Excerpts of pointing data:
☆ ☆ ☆ ☆

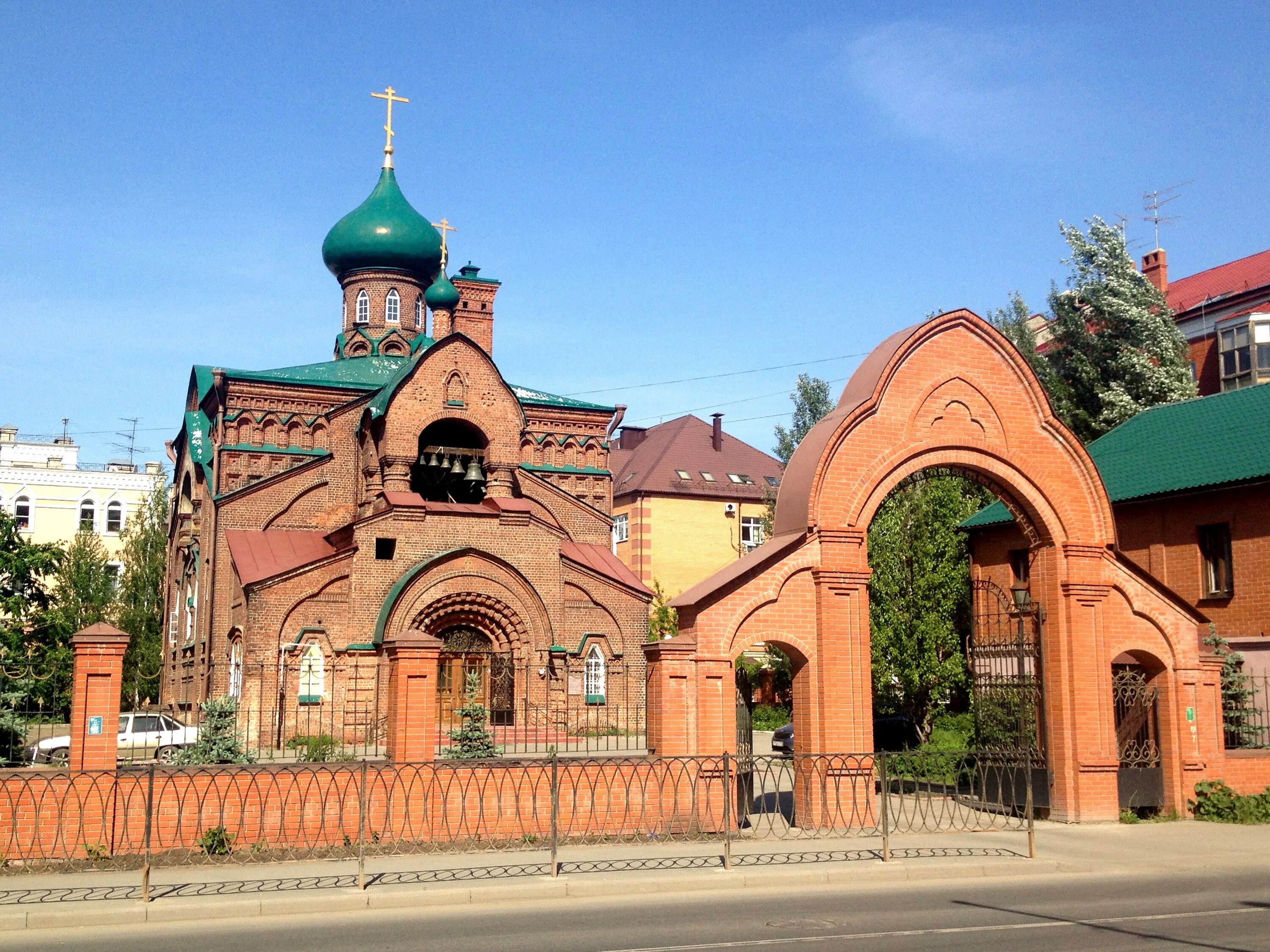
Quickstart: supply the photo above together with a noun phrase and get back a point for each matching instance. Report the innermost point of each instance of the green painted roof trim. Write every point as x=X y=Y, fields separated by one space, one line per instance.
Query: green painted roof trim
x=395 y=593
x=576 y=470
x=273 y=448
x=1215 y=441
x=538 y=398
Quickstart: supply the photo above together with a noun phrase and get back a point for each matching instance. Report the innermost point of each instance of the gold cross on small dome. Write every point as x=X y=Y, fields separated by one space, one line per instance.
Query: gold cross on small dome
x=445 y=249
x=390 y=96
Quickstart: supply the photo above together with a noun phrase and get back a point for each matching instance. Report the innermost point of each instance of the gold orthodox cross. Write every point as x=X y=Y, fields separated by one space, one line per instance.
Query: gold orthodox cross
x=390 y=96
x=445 y=249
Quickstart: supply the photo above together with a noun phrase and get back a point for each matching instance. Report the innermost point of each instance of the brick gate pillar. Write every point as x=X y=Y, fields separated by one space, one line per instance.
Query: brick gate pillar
x=672 y=697
x=412 y=724
x=96 y=697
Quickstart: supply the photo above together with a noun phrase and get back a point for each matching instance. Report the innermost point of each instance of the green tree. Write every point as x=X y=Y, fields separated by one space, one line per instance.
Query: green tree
x=140 y=598
x=812 y=403
x=663 y=621
x=474 y=739
x=1115 y=349
x=920 y=597
x=218 y=735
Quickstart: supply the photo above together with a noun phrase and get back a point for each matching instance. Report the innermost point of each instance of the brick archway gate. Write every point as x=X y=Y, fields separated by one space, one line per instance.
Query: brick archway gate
x=948 y=394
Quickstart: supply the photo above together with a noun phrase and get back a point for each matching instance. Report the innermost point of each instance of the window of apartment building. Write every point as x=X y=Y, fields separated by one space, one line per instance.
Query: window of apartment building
x=751 y=532
x=1215 y=549
x=115 y=517
x=1245 y=355
x=594 y=676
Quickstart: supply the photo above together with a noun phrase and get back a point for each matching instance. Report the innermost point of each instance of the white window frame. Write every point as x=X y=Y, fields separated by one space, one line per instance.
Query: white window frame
x=31 y=512
x=79 y=516
x=313 y=674
x=122 y=509
x=594 y=676
x=235 y=686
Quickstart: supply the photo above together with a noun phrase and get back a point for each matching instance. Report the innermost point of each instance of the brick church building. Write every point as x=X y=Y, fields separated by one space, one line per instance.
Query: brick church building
x=324 y=509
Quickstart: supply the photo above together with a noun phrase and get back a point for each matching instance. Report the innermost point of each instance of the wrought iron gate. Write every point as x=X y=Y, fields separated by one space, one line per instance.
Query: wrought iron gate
x=1141 y=779
x=1004 y=654
x=745 y=744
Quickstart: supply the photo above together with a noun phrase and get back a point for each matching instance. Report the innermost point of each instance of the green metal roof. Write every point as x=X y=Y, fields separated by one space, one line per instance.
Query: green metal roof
x=1212 y=441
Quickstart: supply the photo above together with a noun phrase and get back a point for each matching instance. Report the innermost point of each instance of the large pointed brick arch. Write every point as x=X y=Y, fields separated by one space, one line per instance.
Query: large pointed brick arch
x=948 y=394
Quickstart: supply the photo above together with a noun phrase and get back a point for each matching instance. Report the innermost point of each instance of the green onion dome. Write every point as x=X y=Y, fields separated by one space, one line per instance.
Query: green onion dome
x=441 y=295
x=384 y=231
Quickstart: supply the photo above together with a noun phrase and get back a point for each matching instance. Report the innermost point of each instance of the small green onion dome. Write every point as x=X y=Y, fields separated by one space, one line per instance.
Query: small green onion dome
x=384 y=231
x=441 y=295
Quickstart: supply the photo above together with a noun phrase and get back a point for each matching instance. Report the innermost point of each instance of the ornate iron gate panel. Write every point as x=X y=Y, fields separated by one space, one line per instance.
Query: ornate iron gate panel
x=745 y=746
x=1004 y=654
x=1141 y=779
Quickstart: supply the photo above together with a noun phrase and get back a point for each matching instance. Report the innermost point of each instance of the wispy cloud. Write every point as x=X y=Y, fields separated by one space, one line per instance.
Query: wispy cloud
x=975 y=91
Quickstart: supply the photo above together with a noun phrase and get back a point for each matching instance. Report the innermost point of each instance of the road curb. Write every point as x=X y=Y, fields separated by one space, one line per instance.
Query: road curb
x=91 y=914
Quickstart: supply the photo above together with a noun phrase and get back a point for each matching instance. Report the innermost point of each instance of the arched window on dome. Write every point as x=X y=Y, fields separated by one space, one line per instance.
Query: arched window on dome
x=88 y=516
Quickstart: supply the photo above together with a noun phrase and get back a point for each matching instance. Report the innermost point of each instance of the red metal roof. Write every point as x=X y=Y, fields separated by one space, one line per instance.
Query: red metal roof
x=262 y=555
x=687 y=443
x=601 y=560
x=1230 y=278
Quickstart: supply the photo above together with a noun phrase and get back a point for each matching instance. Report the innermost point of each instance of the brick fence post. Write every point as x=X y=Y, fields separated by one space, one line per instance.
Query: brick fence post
x=96 y=697
x=412 y=728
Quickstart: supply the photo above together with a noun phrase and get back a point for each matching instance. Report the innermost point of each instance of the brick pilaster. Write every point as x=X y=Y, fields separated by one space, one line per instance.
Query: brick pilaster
x=96 y=695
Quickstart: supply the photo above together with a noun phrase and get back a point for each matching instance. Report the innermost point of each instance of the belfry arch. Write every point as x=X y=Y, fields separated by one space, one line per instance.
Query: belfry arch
x=950 y=395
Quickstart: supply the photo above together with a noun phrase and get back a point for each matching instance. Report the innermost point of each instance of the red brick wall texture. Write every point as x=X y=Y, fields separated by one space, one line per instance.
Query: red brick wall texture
x=950 y=393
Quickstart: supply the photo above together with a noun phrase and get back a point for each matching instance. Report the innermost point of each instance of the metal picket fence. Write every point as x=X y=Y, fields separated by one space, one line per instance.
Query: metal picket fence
x=155 y=815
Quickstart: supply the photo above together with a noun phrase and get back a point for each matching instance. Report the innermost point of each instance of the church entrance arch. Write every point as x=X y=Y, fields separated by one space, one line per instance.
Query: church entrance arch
x=470 y=668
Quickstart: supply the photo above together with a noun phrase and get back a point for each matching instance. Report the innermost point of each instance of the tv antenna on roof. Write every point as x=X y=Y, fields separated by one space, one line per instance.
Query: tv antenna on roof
x=130 y=440
x=1154 y=201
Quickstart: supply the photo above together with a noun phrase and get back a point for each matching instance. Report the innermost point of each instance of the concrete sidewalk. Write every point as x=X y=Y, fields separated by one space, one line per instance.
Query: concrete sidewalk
x=223 y=891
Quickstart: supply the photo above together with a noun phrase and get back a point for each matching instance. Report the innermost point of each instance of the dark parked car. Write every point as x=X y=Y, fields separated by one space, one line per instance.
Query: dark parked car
x=892 y=733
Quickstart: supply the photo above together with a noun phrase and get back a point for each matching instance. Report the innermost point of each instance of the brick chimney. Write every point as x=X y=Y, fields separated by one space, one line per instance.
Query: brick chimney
x=1155 y=268
x=475 y=313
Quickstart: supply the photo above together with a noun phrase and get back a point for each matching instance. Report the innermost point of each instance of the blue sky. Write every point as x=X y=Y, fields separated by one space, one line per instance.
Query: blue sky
x=666 y=191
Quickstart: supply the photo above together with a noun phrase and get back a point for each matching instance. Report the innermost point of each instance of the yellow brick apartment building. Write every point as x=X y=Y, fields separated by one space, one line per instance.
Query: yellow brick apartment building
x=687 y=499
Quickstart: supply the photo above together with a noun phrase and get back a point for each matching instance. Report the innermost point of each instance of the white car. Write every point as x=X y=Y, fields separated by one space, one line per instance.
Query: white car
x=141 y=737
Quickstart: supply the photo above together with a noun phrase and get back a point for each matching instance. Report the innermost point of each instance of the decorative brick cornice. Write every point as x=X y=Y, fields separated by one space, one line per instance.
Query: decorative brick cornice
x=1088 y=593
x=842 y=583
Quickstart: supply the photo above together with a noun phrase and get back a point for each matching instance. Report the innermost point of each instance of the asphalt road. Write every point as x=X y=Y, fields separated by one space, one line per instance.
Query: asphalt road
x=1086 y=913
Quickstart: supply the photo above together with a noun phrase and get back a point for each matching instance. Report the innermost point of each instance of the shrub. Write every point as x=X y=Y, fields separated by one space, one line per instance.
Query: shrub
x=1217 y=803
x=768 y=718
x=216 y=841
x=318 y=748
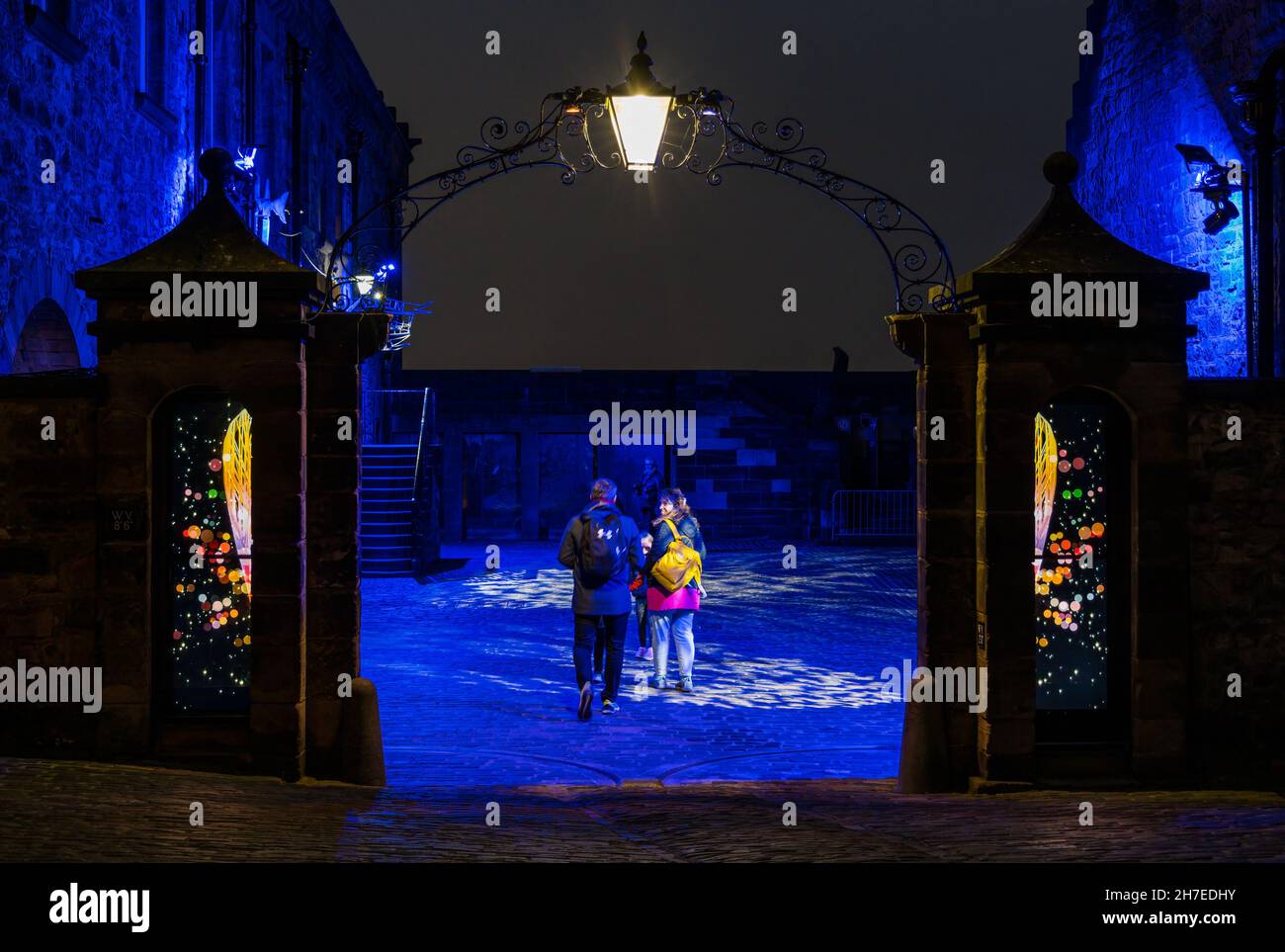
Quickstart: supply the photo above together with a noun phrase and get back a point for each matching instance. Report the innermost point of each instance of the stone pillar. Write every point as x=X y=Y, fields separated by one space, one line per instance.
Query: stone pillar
x=1134 y=357
x=145 y=360
x=333 y=587
x=938 y=741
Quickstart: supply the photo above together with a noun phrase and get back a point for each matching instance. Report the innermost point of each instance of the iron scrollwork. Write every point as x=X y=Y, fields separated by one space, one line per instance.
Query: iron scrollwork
x=703 y=136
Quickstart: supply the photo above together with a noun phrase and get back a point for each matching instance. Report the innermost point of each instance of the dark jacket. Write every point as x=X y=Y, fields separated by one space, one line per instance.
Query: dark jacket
x=662 y=537
x=615 y=596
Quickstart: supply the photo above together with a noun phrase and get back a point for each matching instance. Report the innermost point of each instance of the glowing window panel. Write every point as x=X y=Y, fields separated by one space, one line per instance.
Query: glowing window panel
x=210 y=565
x=1071 y=586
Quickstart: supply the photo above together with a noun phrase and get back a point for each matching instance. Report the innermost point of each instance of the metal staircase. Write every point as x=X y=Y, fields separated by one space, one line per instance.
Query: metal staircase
x=386 y=536
x=399 y=458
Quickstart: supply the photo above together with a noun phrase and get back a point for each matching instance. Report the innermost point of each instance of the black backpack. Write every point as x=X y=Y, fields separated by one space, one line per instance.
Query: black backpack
x=602 y=548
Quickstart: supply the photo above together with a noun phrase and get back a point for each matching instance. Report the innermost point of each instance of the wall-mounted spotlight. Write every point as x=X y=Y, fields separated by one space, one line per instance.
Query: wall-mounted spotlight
x=1216 y=183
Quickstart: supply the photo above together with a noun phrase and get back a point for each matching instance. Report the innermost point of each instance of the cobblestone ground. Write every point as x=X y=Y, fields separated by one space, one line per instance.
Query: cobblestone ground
x=476 y=687
x=475 y=700
x=69 y=812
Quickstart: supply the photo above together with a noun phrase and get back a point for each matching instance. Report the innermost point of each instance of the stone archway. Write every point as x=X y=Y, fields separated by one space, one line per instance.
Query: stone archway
x=46 y=341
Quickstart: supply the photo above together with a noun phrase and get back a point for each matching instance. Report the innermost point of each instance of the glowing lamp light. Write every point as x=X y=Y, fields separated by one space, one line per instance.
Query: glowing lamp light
x=639 y=124
x=641 y=110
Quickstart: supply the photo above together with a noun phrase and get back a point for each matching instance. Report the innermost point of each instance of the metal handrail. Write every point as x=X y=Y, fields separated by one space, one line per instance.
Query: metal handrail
x=872 y=513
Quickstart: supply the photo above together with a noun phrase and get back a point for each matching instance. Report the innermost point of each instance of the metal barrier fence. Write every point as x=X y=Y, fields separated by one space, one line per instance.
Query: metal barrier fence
x=869 y=513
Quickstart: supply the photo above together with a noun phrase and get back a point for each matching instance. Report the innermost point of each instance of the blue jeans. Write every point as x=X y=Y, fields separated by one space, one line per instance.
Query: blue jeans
x=676 y=626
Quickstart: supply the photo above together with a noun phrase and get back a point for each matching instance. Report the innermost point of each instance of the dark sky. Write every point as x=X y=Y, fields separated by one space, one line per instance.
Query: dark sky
x=677 y=274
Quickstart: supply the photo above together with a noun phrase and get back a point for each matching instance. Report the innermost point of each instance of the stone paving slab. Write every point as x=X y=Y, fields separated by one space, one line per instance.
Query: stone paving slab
x=91 y=812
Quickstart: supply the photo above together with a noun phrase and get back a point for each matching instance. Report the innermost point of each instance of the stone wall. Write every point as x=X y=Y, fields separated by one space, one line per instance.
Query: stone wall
x=1238 y=579
x=127 y=166
x=47 y=561
x=1157 y=77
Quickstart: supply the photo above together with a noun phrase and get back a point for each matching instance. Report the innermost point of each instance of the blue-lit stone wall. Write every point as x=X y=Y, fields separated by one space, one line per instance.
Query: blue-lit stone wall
x=1159 y=76
x=127 y=166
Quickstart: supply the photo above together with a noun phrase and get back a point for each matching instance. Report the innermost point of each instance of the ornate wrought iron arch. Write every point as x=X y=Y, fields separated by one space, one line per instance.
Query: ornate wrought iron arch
x=707 y=141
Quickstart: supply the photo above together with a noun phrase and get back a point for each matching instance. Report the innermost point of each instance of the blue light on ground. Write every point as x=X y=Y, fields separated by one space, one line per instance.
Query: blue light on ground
x=475 y=684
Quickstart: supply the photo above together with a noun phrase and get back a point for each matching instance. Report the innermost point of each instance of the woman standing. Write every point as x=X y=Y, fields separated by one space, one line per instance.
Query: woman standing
x=672 y=616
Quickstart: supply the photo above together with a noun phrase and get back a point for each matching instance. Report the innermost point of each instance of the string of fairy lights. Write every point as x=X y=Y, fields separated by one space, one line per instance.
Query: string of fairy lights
x=210 y=507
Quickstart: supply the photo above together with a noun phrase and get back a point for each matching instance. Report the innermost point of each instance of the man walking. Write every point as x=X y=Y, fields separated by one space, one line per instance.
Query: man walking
x=602 y=548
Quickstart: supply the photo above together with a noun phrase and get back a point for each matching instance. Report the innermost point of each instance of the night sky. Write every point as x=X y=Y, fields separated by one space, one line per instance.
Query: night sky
x=677 y=274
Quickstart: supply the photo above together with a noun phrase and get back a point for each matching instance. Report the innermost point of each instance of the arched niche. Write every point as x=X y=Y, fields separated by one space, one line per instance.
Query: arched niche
x=1083 y=566
x=202 y=564
x=46 y=341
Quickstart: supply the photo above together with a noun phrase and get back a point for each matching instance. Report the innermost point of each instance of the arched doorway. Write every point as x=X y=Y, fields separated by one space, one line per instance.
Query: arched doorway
x=1082 y=568
x=46 y=342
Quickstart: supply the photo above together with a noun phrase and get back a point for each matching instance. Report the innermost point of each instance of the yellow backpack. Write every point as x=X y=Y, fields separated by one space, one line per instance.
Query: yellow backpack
x=679 y=565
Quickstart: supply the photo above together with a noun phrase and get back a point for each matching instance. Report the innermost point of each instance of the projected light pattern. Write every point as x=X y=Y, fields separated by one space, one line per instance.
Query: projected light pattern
x=210 y=504
x=1071 y=569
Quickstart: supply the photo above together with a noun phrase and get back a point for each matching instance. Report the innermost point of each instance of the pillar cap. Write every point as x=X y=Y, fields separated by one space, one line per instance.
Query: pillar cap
x=211 y=243
x=1066 y=239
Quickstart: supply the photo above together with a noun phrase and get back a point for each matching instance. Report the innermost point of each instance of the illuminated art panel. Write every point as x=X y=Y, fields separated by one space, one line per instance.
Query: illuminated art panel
x=210 y=557
x=1071 y=592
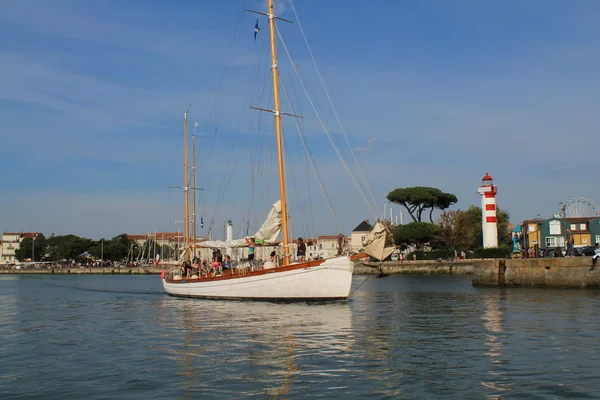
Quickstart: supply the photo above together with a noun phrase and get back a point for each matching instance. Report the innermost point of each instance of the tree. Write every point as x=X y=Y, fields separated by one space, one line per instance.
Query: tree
x=457 y=230
x=417 y=234
x=420 y=198
x=67 y=247
x=114 y=249
x=28 y=246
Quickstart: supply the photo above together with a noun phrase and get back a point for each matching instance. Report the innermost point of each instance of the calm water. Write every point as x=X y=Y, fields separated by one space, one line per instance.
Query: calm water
x=120 y=337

☆ ☆ ☆ ☆

> [WHAT IS BEING ASKED]:
Starting with the line that contains "of the belfry" and going on through the line that contains "x=950 y=395", write those lines out again with "belfry arch" swapped for "bell tower arch" and everything else left unchanged.

> [REPLY TO THE EXERCISE]:
Quickstart: supply the photo above together with a noun phrase and get back a point for each matching instance. Report the innermost point of each instance of the bell tower arch. Write every point as x=X y=Y, fields separated by one space, one line per instance.
Query: bell tower arch
x=950 y=395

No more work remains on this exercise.